◆ Consigne A: Remplacez « napkin » par « towel » dans la partie des entrées qui commence à la ligne contenant « Question. Locate the gray cloth » et se termine à la fin des entrées, puis recopiez ces lignes sans rien modifier d'autre.

◆ Extrait du document:
YERMA en ouverture du 29ème festival théâtral de Coye-la-Forêt.
Toute grâce, fragilité, et force à la fois, Yerma ne s’autorise aucun répit. Habitée par un désir d’enfant qu’elle ne peut contenir. Poignante, elle nous fait partager sa révolte contre un destin que rien ne lui fera accepter.
En quelques étapes clefs, présentées sous formes de tableaux et espacées de plusieurs mois comme nous le suggère le texte, le drame se noue. Voici quelques flashes pour tenter d’en donner un aperçu. Ces images, bien sûr, ne donnent qu’une idée très réduite de la force, de la foisonnance et de la poésie du texte de Federico Garcia Lorca, ainsi que du travail sensible du Théâtre de la Lucarne.
Premier tableau de l’acte I
Au lever de rideau, Yerma endormie s’éveille. La journée commence.
Son mari, Jean, va partir au travail.
Yerma : « Qu’est-ce que tu sens ? »
Maria : « De l’angoisse… »
Yerma : « On n’a pas d’enfant comme un bouquet de roses. Il faut souffrir pour les voir grandir… Mais c’est bon, c’est sain, c’est magnifique. Chaque femme a du sang pour quatre ou cinq enfants et lorsqu’elle n’en a pas il se change en poison. C’est ce qui va m’arriver »
Juste après, Yerma rencontre une jeune femme qui n’a pas d’enfants.
La jeune femme : « C’est tout de même commode de ne pas en avoir : nous vivons tranquilles toi et moi. »
Yerma : « Moi, pas. »
Suit une allusion sur la mère de la jeune femme, une certaine Dolorès qui habite tout en haut du village dans la dernière maison et qui saurait des prières et des remèdes pour rendre les femmes enceintes.
Deuxième tableau de l’acte I.
Elle la questionne sur son état et les raisons.
La vieille, forte de son expérience, émet des doutes sur la bonne entente du couple, mais préfère éluder : « Cherche toi-même. De toute façon, tu devrais être moins innocente. »
Survient Victor, un berger que Yerma a connu jeune fille.
Le dialogue laisse transparaître une atmosphère particulière, des sentiments où se mêlent confiance et compréhension.
Premier tableau de l’acte II.
Les rumeurs vont bon train sur Yerma et sa différence. Les laveuses sont là pour les alimenter. Elles chantent, dansent en étendant le linge et organisent un petit théâtre de marionnettes pour illustrer leurs propos moqueurs.
« Elle ne supporte plus de rester chez elle »
« De quel droit parles-tu ? Elle n’a pas d’enfant, mais ce n’est pas de sa faute. »

◆ Entrées fournies:
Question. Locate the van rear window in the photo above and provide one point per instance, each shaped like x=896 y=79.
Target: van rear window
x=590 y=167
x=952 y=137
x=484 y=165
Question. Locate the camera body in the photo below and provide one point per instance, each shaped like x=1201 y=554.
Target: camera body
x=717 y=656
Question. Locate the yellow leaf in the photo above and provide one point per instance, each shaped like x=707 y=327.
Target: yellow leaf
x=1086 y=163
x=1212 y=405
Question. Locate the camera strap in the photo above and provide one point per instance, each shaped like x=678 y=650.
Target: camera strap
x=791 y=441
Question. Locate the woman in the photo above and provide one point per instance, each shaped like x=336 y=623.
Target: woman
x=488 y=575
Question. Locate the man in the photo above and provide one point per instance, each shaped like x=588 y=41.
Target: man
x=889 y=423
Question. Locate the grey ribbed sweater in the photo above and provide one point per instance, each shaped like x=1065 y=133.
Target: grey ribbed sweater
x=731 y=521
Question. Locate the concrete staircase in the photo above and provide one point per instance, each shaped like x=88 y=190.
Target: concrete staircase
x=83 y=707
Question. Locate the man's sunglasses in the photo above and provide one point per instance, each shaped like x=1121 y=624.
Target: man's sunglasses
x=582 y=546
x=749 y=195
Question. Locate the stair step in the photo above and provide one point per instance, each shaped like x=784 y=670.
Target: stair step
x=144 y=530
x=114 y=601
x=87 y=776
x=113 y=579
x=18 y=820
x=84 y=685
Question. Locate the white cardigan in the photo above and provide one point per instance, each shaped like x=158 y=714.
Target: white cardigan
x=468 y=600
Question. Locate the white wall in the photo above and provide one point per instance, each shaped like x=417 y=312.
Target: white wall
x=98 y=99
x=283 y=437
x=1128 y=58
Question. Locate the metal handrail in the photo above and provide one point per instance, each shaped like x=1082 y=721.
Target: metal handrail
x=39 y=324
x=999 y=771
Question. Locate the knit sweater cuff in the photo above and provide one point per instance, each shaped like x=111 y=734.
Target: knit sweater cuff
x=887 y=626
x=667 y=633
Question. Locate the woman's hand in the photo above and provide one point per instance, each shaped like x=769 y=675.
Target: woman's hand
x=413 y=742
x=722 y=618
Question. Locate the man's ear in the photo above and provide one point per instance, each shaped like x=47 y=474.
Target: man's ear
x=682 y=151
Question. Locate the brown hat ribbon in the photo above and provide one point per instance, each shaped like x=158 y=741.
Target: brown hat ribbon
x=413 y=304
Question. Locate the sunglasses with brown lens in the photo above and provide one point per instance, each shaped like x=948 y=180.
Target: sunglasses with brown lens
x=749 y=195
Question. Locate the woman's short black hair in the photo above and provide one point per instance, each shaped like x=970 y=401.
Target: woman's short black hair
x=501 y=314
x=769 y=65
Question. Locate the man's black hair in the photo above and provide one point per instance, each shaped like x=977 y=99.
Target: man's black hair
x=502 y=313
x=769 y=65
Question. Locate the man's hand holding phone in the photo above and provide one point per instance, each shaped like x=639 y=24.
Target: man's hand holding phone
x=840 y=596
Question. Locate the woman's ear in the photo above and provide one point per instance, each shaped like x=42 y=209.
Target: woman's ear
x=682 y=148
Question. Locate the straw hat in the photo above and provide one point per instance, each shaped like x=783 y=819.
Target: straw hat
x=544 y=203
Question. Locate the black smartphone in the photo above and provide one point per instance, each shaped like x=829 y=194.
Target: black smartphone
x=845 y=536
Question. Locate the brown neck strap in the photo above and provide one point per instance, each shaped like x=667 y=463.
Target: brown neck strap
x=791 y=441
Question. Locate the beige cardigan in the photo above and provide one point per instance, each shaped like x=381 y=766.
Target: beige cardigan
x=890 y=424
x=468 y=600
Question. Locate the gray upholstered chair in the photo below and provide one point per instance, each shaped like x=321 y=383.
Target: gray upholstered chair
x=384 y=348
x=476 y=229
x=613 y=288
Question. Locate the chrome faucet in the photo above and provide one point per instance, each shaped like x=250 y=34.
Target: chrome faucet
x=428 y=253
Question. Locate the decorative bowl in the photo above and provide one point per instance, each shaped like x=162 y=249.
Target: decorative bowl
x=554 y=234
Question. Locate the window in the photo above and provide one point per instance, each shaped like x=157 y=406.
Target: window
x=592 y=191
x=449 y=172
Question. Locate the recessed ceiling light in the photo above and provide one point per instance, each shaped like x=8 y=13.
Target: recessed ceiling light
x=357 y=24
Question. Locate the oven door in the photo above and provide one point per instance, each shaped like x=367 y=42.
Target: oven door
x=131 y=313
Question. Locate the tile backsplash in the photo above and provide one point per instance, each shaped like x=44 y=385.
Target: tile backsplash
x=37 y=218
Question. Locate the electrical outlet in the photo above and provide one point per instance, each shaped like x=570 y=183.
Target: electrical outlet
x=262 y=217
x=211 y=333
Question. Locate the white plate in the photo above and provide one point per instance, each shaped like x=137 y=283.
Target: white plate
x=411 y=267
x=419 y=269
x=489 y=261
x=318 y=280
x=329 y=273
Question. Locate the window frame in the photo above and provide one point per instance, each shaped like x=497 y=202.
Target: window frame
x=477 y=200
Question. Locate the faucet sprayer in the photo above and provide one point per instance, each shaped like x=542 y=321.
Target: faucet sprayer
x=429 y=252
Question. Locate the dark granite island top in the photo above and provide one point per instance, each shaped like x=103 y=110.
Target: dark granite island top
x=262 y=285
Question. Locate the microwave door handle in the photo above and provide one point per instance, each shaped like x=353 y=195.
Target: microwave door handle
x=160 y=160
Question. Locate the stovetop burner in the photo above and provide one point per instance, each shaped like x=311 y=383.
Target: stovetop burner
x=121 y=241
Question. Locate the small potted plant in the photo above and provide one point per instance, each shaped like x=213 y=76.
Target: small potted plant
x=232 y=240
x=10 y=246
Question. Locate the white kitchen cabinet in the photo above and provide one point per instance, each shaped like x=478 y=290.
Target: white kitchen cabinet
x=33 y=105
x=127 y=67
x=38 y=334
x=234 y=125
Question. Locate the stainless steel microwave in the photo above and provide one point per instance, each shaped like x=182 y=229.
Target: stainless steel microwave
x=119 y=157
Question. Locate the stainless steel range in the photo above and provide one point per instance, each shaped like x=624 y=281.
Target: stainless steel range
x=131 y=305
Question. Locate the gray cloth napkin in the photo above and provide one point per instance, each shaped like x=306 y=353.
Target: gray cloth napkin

◆ Consigne B: Reprenez le compte rendu de la mise en scène de Yerma à la suite de sa dernière phrase.

◆ Réponse rédigée A:
Question. Locate the gray cloth towel in the photo above and provide one point per instance, each shaped like x=306 y=353.
Target: gray cloth towel

◆ Réponse rédigée B:
« C’est de sa faute à lui… ».
Suivent des chants joyeux célébrant la vie et l’enfant qui arrive : « Alléluia ! Joie et délice / Du ventre rond sous la chemise ! ». Les laveuses sont satisfaites, épanouies, heureuses de laisser Yerma à ses problèmes.
Deuxième tableau de l’acte II.
Yerma revient cependant très vite avec deux cruches d’eau.
Le dialogue qui s’installe entre elle et Jean montre l’incompréhension entre les deux époux.
Les échanges sont vifs, souvent hargneux, voire violents.
Jean : « Que te manque-t-il donc ? Dis-moi ? Réponds ! »
Yerma : « Il me manque, Lui. »
Jean : « Toujours la même chose. Cela fait plus de cinq ans. Et moi, je l’ai presque oublié. » … « Tu vis comme une folle avec ton tourment » … « Tu me regardes d’une telle façon que je ne devrais pas te dire « pardonne » mais plutôt t’enfermer, car je suis ton mari. ».
Maria passe devant la porte de la maison de Yerma sans s’arrêter. Yerma l’interpelle : « Maria ! Pourquoi passes-tu si vite devant ma porte ? »
Maria entre avec son enfant dans les bras : « Toujours, lorsque je suis avec l’enfant. Car cela te fait toujours pleurer. »
Yerma parle, s’épanche, et finit par lancer cette phrase éloquente : « Chaque jour je désire plus, et j’espère moins. »
Premier tableau de l’acte III.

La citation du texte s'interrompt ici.